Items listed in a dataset
— Start —
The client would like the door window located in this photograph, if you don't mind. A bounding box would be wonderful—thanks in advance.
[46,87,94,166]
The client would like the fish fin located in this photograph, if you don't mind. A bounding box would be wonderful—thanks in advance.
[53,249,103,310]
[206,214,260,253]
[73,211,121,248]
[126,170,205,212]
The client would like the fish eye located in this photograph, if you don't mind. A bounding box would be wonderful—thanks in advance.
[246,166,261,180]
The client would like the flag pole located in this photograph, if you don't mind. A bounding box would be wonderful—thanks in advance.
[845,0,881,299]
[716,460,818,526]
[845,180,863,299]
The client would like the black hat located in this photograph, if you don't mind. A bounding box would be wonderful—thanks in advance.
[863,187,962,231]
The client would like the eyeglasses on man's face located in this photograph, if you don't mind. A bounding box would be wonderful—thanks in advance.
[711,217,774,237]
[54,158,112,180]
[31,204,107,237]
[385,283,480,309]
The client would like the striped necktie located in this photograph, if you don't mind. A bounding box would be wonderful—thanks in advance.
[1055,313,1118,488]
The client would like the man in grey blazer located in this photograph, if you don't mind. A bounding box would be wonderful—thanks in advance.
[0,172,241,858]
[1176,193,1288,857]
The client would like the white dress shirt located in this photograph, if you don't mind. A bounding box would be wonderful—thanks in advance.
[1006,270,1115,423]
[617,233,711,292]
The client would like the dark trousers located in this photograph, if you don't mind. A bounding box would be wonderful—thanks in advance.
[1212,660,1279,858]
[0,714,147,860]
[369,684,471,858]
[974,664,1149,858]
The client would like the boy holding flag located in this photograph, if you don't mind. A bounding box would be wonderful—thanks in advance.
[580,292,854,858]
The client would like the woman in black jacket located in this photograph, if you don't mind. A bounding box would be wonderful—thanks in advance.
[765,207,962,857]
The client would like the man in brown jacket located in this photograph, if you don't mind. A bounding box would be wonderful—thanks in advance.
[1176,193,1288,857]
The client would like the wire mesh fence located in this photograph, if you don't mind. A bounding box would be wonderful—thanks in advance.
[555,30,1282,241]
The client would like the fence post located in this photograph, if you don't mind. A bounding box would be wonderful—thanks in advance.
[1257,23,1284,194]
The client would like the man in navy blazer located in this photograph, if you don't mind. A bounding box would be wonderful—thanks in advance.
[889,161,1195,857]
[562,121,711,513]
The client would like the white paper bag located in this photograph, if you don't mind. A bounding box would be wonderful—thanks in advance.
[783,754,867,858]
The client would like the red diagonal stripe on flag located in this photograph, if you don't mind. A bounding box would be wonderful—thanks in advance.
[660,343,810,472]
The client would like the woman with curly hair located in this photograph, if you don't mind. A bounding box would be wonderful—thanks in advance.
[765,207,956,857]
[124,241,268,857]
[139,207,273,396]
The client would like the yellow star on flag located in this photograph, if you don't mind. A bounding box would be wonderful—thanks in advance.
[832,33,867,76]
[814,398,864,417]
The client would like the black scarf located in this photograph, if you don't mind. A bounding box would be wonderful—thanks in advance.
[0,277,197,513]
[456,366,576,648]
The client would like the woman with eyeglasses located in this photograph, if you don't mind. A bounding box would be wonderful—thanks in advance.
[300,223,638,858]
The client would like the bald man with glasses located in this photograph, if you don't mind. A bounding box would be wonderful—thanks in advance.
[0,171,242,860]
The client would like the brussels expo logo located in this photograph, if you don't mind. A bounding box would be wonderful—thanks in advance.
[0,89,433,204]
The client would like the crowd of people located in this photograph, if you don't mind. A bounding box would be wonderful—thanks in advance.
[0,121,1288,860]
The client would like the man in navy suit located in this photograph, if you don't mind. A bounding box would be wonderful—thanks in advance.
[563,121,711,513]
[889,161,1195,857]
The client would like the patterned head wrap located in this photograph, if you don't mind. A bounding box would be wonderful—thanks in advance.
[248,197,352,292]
— End —
**The problem:** Copy out every entry again, exactly as it was given.

**Task answer:**
The client would like the door window located in this photograph, if you don't mind. A bounding box would be wonderful—thanks in advance.
[46,87,94,166]
The client would like the fish fin located in this photograph, if you don't mind. A bounding box would be wonderful—thanks in advance.
[53,249,103,310]
[206,214,260,253]
[73,211,121,248]
[126,170,205,212]
The client would like the fish eye located in this photograph, if you don't mind. A bounding box would be wonderful—thanks in advance.
[246,166,261,180]
The client would like the flag pole located in this photograph, if you don't mind. A bounding box would be wonderful—thanks in advance.
[845,0,881,299]
[716,460,818,526]
[845,180,863,299]
The client would like the black hat located in this photograph, if you don't mind. A bounding box would be wonderful—thanks in advance.
[863,187,962,231]
The client would like the eyeglasses on man's face located in this photograph, if you don't mind. A bounding box would be wonderful—thanks in advance.
[711,217,774,237]
[54,158,112,180]
[31,204,107,237]
[385,283,480,309]
The client would like the striped necktie located in this photograph, if you don't mind. A bounding box would be wonderful—thanks in advance.
[1055,313,1118,488]
The client would like the man in grey blazer located in this photograph, if you don't mind. A bounding box would be wonderful—thanks in advance.
[0,172,241,858]
[1176,193,1288,857]
The client would like the white dress shirt located in this photograph, if you don't mind. A bounding box would be wonderful—thanks in advance.
[1006,270,1115,423]
[617,233,711,292]
The client would like the dark trousers located in this photograph, if you don't mind. A bounding box would be wonderful—thanks in advance.
[1212,660,1279,858]
[0,714,147,860]
[369,684,471,858]
[974,664,1149,858]
The client would like the boy holding flag located in this photograph, if you don't mind. A bounding box would be wonderful—thanks in advance.
[580,292,854,858]
The client would like the woman in black jacket located in this photograph, if you don't mind. A bounding box would be wonderful—thanks in advance.
[765,207,962,857]
The client would like the man in brown jacket located in this photograph, if you don't mind. A bounding box would be wonderful—thanks in advance.
[1176,193,1288,857]
The client would like the wire mesh fence located in this photograph, if you don't mind. A bounding box would be wonderful—thanks in advance.
[555,30,1282,241]
The client would like the fence post located in this photograph, if you don't mind. A bounding box would be wonderful—thanks in advance.
[1257,23,1284,194]
The client would like the man in navy blazer located in this photograph, if you don't mind. A bounding box would be wonderful—thanks in advance.
[889,161,1195,857]
[562,121,711,513]
The client would like the white paper bag located in this photograph, if you don't mind. A bounding box would be wonderful—thanks in advance.
[783,754,867,858]
The client would like the red diagonal stripe on flag located in this photograph, if you don't mind. A bounding box would be wonderful—thanks in advance.
[660,343,810,472]
The client would like the woman with curly hair located in this photograph, if you don't mind. A bounding box would be wonderful—thanks in advance.
[765,207,956,857]
[124,241,268,857]
[139,207,273,396]
The client would like the yellow star on flag located in this photograph, if you don't mind. A bounding box would be wonderful—thanks in advance.
[832,33,867,76]
[814,398,864,417]
The client would like the black scarf located in this photograph, if you don't mind. A bounding box would be wonderful—thanks in advance.
[0,277,197,513]
[456,366,576,648]
The client would like the woman with eyeglasses located in this photograph, if you don't mind. A bounding box would be wonderful—thanks in advance.
[300,223,638,858]
The client would like the bald man with glasses located in this photograph, if you don't mind. A bounding box would be wonderful—thanks in advance.
[0,171,242,860]
The client would like the brussels expo logo located in this photograph, if you don't mind. A bounding box would be wonderful—thanks in advance.
[0,89,433,204]
The client would like the crowd of people located in this photograph, if you don't mind. A bounding box would be wonderful—thanks in advance.
[0,121,1288,860]
The client would like the man in navy suit located in this photograph, if you don't mind. A bounding box would be wonderful—thanks in advance.
[563,121,711,513]
[889,161,1195,857]
The client would like the patterned head wrap located in this photograph, if you don't mind. A bounding box would be wonderful—thanks in advance.
[248,197,352,292]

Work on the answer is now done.